Exercise instructions:
1) In the passage on Avoca, what population did the 2021 census record?
2) Name everything the Avoca passage says the town had in the 19th century, in the sentence that begins "In the 19th century, the town had".
---- Passage shown
Locality in Tasmania, Australia

Avoca is a rural locality in the local government areas (LGA) of Northern Midlands (99%) and Break O'Day (1%) in the Central and North-east LGA regions of Tasmania. The locality is about 69 km south-east of the town of Longford. The 2021 census recorded a population of 192 for Avoca.

It is a small village located 81 km south-east of Launceston in Tasmania.

Avoca is situated on the banks of the South Esk River near the confluence of the St. Paul's river in the parish of Avoca and county of Cornwall, and was first settled in the 1830s. It was originally named St. Paul's Plains by John Helder Wedge during a 1833 survey of the area. The area was officially settled in 1834 as a farming, coal and tin mining village.

==History==
Avoca is a confirmed locality.

In the 19th century, the town had a small Anglican church (St. Thomas', designed by James Blackburn), a school, and a police station. St. Paul's river was crossed by a small stone bridge. St. Paul's Plains Post Office opened on 1 June 1832 and was renamed Avoca in 1837.
--------
---- Data extracts
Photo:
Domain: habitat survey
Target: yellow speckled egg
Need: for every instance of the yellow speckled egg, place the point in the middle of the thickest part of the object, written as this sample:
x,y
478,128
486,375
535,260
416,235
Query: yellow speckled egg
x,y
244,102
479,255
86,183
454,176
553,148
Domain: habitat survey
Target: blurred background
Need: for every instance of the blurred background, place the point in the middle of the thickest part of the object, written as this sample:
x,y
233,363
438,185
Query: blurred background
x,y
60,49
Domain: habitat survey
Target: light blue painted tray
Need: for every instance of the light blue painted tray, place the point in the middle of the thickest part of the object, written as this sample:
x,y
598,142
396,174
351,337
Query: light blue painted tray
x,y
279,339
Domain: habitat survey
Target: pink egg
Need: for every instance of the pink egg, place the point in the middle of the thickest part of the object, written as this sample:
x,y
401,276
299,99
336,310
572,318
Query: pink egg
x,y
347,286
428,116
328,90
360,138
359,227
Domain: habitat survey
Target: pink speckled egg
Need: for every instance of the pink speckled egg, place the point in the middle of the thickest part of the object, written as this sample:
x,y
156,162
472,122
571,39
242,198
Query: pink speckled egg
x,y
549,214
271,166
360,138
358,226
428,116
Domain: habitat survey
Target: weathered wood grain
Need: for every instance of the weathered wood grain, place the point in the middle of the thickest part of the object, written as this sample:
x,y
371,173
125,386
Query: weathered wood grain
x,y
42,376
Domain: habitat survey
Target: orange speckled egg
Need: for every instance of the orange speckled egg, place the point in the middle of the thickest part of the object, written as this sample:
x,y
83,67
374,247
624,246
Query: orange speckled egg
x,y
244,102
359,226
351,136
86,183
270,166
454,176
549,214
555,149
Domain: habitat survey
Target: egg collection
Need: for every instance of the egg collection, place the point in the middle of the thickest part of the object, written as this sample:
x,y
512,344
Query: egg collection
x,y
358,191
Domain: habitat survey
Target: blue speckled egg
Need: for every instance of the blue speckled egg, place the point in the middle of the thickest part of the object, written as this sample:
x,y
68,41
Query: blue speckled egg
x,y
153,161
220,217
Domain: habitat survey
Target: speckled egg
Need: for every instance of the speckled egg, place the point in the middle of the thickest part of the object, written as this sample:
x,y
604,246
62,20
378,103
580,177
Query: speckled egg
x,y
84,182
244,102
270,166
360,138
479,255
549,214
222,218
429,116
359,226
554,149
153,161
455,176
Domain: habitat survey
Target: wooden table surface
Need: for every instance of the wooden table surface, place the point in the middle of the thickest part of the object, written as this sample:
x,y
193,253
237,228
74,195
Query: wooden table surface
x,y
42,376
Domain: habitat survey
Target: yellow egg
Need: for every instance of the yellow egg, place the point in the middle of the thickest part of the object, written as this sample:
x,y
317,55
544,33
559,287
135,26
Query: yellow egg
--------
Solutions below:
1) 192

2)
- A small Anglican church (St. Thomas', designed by James Blackburn)
- A school
- A police station